EXERCISE MATERIALS ::
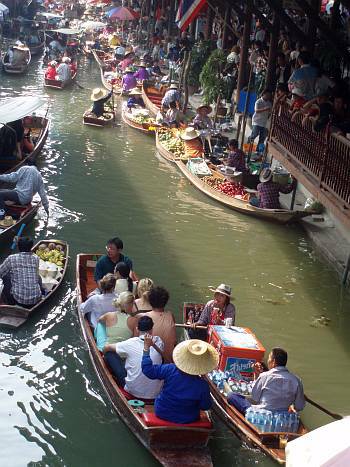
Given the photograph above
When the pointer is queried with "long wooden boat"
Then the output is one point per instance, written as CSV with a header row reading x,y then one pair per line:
x,y
17,69
281,216
152,97
171,444
269,442
57,84
14,315
22,215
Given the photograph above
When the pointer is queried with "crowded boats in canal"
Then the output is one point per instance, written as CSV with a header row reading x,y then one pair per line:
x,y
210,142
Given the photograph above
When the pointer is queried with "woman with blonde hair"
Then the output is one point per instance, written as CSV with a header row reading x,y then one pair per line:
x,y
114,326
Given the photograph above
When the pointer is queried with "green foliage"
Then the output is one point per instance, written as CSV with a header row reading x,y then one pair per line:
x,y
211,78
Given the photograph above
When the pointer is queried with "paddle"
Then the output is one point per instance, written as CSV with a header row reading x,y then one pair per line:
x,y
19,233
323,409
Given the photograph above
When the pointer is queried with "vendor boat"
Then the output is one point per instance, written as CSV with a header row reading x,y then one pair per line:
x,y
17,69
19,108
14,316
239,203
271,443
170,443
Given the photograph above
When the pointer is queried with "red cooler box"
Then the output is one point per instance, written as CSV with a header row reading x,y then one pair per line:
x,y
238,348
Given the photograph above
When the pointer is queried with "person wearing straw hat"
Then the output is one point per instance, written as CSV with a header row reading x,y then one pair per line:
x,y
192,143
99,97
216,311
202,120
184,393
269,191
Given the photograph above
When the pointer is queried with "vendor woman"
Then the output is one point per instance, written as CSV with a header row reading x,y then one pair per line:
x,y
202,121
215,311
192,142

TASK DIRECTIONS :: Exclude every picture and copy the remaining data exactly.

PROBLEM SOLUTION ::
Given the photograph above
When the pointer is queried with "long wooden boat"
Then the output is one point per instance, written as CSV with a header row reading x,y then one pair per line:
x,y
17,69
281,216
152,97
171,444
269,442
57,84
14,315
22,215
Given the photograph above
When the pointer is queried with "crowded boats in canal"
Then the output is one point per instance, written as CSV with a header row reading x,y then one pair per line:
x,y
210,142
Given the photograph above
When the pointer is queried with "woman with blonde hair"
Then the output is one point per instance, written as CSV with a header row reading x,y then one pair per line:
x,y
114,326
Given the photograph above
When the pointer is queried with "green foliage"
Then the output is one point per instance, written as CSV with a header row reading x,y then one pair per line:
x,y
211,78
Given the photograph above
When the pointer is queried with "paddle"
Then the output is one point per instance, written as CSV with a header row reading x,y then one pair per line:
x,y
19,233
323,409
Given the photograph above
When the pointer is queried with "vendor boat"
Then the output is one point per instance, written as CSV with a header row reading x,y then one pair per line:
x,y
17,69
19,108
14,316
239,203
271,443
170,443
Given the photograph above
When the pointer is queried with "red cooler box"
Then the output is one point per instance, written as CSV with a header row reading x,y then one pair per line:
x,y
238,348
Given the photograph above
When the pointer is queried with "person wearing straw hat"
Then the output is one point per instance, written as CSV with a header row reading x,y then one pair per line:
x,y
192,143
99,97
216,311
202,120
184,393
269,191
Given the photograph above
When the pointer is queried with "vendor woman"
Then the output is one point per instance, written as CSV with a header row reading x,y then one pair per line:
x,y
202,121
215,311
192,142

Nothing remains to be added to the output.